■ **Фрагмент документа**:
━━━━━━━━━━

Один мой приятель играл на саксофоне в каком-то ресторане на углу Суворовского и Староневского. И вот узнав от меня, что во время войны я полгода был барабанщиком в училище и в полковом оркестре, он позвал меня играть в их джаз-квартете. Я довольно быстро освоился с джазовой манерой и три вечера в неделю не только получал неплохие деньги (посетители, заказывавшие музыку, кидали на эстраду десятки, а иногда и полусотни), но после работы нас ещё кормили и бесплатным обедом на ресторанной кухне. Кормили по тем временам сказочно.
А к Витовецкому я с тех пор заходил, несмотря на частые приглашения, только раз в год, в его день рождения, причем всегда с подарком, который явно показывал, что я никак в его помощи не нуждаюсь.
—--------
Одновременно со мной на отделение ассириологии и гебраистики Востфака поступил мой троюродный братец Саша Гительсон, с которым я до тех пор был знаком довольно шапочно.

━━━━━━━━━━

■ **Исходные данные**:
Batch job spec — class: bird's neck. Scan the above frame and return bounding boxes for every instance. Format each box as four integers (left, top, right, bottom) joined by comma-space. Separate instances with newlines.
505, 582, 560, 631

━━━━━━━━━━

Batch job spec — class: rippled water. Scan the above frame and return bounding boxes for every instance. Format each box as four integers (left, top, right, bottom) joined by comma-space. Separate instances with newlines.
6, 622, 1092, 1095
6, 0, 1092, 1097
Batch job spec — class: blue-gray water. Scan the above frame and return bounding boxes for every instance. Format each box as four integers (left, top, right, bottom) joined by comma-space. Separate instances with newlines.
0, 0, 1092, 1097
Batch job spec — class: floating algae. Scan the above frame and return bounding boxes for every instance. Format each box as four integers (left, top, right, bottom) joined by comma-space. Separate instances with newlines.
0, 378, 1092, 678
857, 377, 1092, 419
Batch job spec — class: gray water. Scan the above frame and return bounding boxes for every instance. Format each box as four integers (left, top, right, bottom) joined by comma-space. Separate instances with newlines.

━━━━━━━━━━

■ **Постановка задачи 1**:
Ответьте на вопросы по фрагменту воспоминаний:
(a) На каком инструменте играл приятель, пригласивший рассказчика в джаз-квартет?
(b) Как часто и по какому случаю совершались визиты к Витовецкому?
(c) На какое отделение Востфака поступил Саша Гительсон?
■ **Постановка задачи 2**: Продолжите фрагмент воспоминаний, начав сразу после его последнего предложения.

■ **Ответ на задание 1**:
(a) На саксофоне.
(b) Раз в год, в день рождения Витовецкого.
(c) На отделение ассириологии и гебраистики.

■ **Ответ на задание 2**:
Между нами началась «идеологическая война». Вот очень приблизительно его тогдашние высказывания: «Ну что это за стихи, романтика да гнилая лирика, рыцари всякие, баллады! А знаешь, есть такой Миша ***, вот он пишет! Вот его «Алые паруса»!» И цитирует мне какую-то верноподданную чушь, из которой помню только конец: «Вместо паруса в сказке в руках наших алое знамя,/ вместо берега в сказке его видит весь шар земной». Ну что тут можно было сказать? Я только и заметил, что парус в руках — не самый лучший образ…
После того, как меня выгнали в конце первого курса за то, что я пять раз подряд провалил зачёт по арабскому, а вовсе не за политику, мы с Сашей практически не общались до 1972 года. А в 72 году я позвонил ему в Израиль из Питера с обычной по тем временам просьбой о вызовах.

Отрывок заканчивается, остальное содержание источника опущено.